*Extracto seleccionado*.
# # # # # # #

Tarkovski, 1997, p. 80
NOTAS
[1] Véase el texto de Catalina Elena Dobre (2007, pp. 78-84) sobre estos eventos del pensador rumano
[2] La idea de eternidad que tomamos de Kierkegaard, tiene una connotación específica como aquello que dura para siempre y tiene un contenido pleno. Por lo que desde la perspectiva de la mera reflexión, ésta puede aparecer como una infinidad de posibilidades que no tienen una concreción en un tiempo y espacio particular como lo trata en una sección de La enfermedad mortal (2008, pp. 60-61). Sin embargo, en la misma obra lo eterno tiene la connotación de la presencia de una apertura radical de lo ya determinado como una ruptura con la lógica y con la finitud que pone al individuo en la tensión de elegir que esa posibilidad no sea un mero objeto de la representación (Kierkegaard, 2008, pp. 61-63). En El concepto de la angustia (Kierkegaard, 2007b, pp. 158-166) la eternidad es una realidad presente que trasciende la idea del tiempo como sucesión infinita y a la vez es una de las cualidades dialécticas que constituyen la síntesis de ser humano, como síntesis de eternidad y temporalidad. No es la mera posibilidad imaginada o representada, sino la realidad presente cuando se elige en el tiempo vivir creyendo que lo posible en realidad lo es, por lo que lo eterno se experimenta como la elección de lo posible en el tiempo, como pasión de esperanza y tensión de paciencia, a la espera del encuentro con el contenido real de lo posible. La eternidad en términos temporales no es sucesión sino continuidad en relación con un futuro abierto. Que en la filosofía específica de Kierkegaard en algunas de sus obras se relacionan con las cualidades de Dios y del espíritu humano. Véanse los artículos de Arne Grøn (2013) y de Louis Dupré (1985).

# # # # # # #

*Listado proporcionado*.
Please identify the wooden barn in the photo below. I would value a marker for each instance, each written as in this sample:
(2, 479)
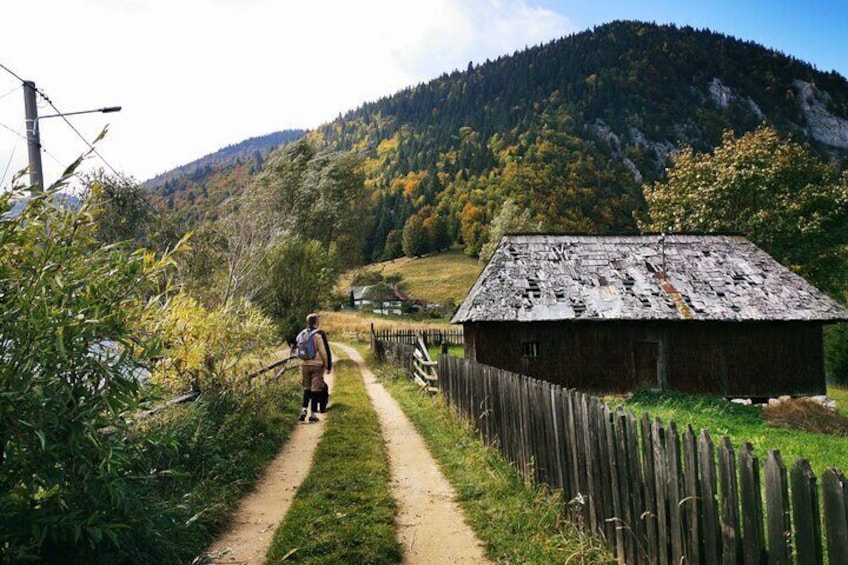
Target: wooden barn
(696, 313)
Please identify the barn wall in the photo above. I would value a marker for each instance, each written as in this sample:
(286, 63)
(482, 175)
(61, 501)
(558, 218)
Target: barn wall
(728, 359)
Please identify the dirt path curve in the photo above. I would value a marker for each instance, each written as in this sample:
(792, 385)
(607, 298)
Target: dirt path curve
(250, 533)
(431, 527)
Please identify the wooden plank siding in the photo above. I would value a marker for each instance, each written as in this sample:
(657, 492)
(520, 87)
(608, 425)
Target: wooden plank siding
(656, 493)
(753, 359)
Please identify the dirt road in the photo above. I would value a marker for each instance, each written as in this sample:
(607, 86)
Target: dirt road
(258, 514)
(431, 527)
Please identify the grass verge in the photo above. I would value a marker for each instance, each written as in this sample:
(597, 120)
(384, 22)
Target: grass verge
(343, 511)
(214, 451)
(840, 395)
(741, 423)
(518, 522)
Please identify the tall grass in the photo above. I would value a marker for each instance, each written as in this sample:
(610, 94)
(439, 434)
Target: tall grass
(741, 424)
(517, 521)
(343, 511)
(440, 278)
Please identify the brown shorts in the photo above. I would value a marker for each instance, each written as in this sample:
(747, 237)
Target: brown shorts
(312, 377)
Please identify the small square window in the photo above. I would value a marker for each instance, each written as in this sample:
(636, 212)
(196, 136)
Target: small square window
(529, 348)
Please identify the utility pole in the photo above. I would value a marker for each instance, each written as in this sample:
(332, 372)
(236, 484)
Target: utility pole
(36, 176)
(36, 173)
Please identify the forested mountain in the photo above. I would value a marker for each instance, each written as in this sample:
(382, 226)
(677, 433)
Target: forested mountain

# # # # # # #

*Trabajo requerido*.
a) Según el extracto seleccionado, ¿en qué obra de Kierkegaard la eternidad es una realidad presente que trasciende la idea del tiempo como sucesión infinita?
b) Indique si cada afirmación concuerda con el extracto seleccionado (sí o no) y cite las palabras que lo deciden: (i) la nota [1] remite a un texto de Catalina Elena Dobre; (ii) en términos temporales, la eternidad es sucesión; (iii) el ser humano se define como síntesis de eternidad y temporalidad.
c) Traduzca al inglés esta oración del extracto seleccionado: "La eternidad en términos temporales no es sucesión sino continuidad en relación con un futuro abierto."

*Respuestas por tarea*.
a) En El concepto de la angustia.

b)
(i) Sí: "Véase el texto de Catalina Elena Dobre (2007, pp. 78-84)".
(ii) No: "La eternidad en términos temporales no es sucesión sino continuidad en relación con un futuro abierto".
(iii) Sí: "como síntesis de eternidad y temporalidad".

c) In temporal terms, eternity is not succession but continuity in relation to an open future.